> [To do] Rewrite the records below, beginning at the line that contains "white hockey jersey" and stopping after the line that contains "x=286 y=331". Offset every answer coordinate, both x and y, by adding 95, and keep the request lines and their sample coordinates unchanged.

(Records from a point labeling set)
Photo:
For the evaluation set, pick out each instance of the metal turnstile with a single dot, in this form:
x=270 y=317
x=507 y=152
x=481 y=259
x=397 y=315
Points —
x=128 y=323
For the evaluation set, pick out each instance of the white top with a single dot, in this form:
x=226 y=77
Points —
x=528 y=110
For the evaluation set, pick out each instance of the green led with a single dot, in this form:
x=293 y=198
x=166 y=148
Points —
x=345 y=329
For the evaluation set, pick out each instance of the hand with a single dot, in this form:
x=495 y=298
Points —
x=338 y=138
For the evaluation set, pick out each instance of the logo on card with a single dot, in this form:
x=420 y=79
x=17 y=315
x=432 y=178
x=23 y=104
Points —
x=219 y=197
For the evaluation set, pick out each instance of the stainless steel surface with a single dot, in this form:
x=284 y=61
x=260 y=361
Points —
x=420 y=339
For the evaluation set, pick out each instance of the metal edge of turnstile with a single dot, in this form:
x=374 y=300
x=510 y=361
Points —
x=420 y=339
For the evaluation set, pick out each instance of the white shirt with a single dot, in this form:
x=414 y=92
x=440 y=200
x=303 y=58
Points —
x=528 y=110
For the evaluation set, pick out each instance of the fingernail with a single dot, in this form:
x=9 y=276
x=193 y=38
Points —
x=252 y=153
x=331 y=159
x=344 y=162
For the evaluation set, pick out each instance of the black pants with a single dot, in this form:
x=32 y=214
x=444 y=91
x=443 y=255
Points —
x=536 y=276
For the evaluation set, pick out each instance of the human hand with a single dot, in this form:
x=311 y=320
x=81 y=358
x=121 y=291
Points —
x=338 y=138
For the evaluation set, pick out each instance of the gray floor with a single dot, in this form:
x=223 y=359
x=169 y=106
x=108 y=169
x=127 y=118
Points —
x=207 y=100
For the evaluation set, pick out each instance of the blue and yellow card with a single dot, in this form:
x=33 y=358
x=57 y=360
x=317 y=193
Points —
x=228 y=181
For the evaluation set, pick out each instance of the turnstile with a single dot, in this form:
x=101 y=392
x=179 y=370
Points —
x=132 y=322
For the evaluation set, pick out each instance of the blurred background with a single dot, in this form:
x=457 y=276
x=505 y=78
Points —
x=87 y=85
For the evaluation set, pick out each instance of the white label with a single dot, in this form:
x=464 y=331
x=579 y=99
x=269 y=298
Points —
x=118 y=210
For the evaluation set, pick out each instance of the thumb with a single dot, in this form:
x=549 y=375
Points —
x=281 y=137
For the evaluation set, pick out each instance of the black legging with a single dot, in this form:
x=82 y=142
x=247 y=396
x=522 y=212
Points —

...

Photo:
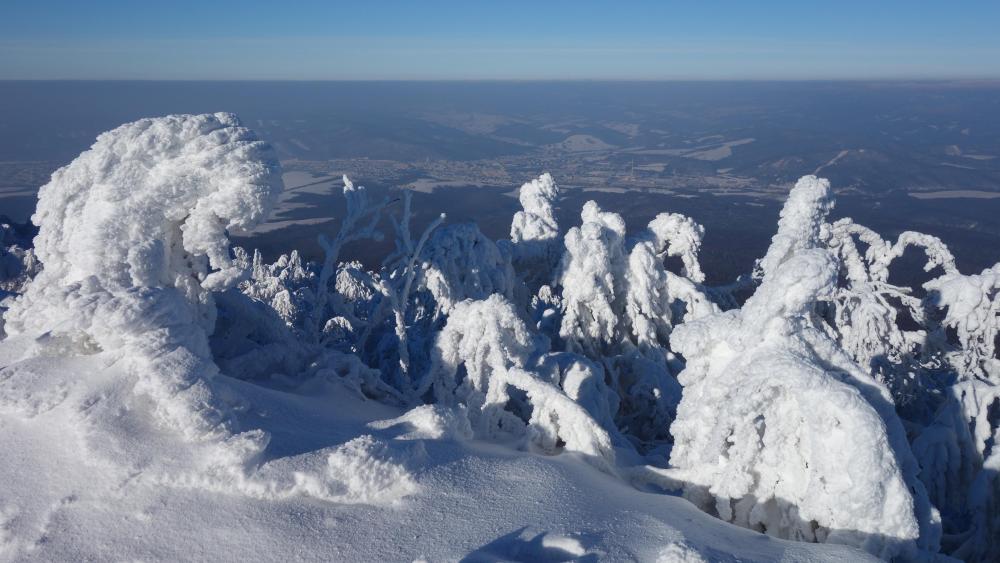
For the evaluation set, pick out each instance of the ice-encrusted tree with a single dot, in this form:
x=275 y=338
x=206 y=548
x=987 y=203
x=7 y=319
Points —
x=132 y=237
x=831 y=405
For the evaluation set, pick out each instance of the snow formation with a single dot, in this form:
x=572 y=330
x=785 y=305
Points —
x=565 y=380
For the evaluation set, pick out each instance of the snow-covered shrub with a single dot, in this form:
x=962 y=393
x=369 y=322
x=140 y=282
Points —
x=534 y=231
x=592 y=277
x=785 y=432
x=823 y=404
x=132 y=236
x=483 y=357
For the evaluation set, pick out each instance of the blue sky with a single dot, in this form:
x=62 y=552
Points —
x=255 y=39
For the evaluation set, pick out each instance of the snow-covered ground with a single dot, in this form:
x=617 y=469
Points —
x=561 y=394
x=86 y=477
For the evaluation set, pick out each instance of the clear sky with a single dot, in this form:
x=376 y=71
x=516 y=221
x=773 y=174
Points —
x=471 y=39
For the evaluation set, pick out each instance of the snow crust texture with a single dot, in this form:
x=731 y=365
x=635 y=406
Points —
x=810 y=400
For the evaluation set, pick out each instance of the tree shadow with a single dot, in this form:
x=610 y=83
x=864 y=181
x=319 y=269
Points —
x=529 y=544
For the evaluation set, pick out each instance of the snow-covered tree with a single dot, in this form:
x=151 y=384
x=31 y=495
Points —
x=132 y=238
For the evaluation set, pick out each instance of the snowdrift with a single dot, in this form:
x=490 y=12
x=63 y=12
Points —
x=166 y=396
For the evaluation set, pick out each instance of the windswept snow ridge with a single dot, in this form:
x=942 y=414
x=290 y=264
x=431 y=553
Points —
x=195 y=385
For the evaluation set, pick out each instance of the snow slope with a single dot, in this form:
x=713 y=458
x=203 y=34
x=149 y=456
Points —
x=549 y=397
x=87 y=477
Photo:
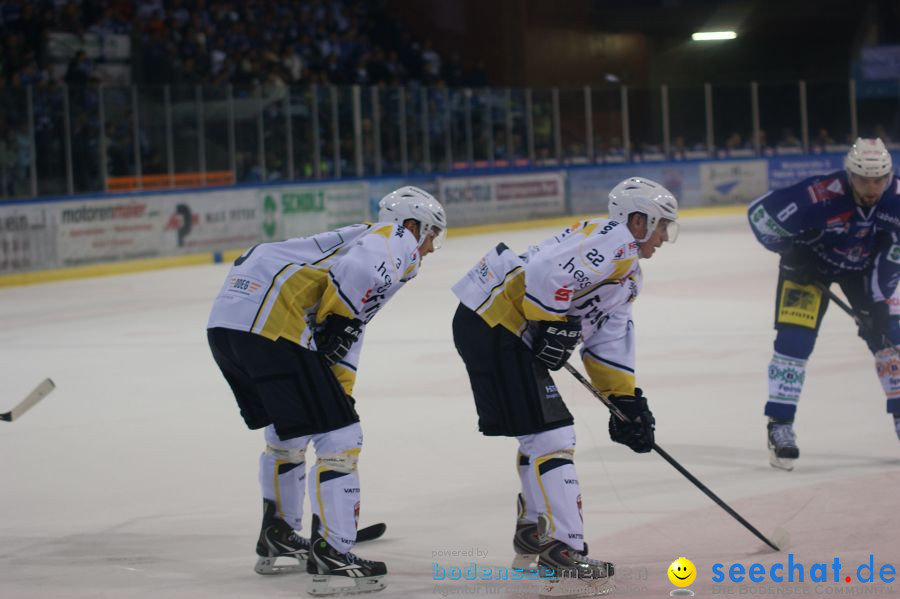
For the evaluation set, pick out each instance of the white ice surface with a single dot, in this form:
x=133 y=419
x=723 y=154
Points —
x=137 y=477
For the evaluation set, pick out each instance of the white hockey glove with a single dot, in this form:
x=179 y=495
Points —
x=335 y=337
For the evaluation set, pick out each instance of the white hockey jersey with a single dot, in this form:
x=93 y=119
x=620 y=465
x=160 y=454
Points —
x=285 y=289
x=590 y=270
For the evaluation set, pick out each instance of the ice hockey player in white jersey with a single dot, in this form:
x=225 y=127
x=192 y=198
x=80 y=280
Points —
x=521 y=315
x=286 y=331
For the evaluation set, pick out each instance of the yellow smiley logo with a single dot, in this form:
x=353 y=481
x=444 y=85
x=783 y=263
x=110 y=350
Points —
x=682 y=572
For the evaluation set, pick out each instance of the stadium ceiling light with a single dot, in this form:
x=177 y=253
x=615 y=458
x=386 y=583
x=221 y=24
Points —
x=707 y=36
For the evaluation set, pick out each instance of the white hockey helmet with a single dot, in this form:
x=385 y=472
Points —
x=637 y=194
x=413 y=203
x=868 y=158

> [Exercise response]
For the evaluation set, pick out each instance of the white hockey jersey with a single dot, in this form:
x=93 y=119
x=620 y=465
x=160 y=454
Points —
x=380 y=384
x=685 y=365
For the evaluation set, pick out each instance of the ice hockey player in white jersey with a single dot, in this form:
x=225 y=127
x=192 y=198
x=80 y=280
Points —
x=616 y=410
x=381 y=426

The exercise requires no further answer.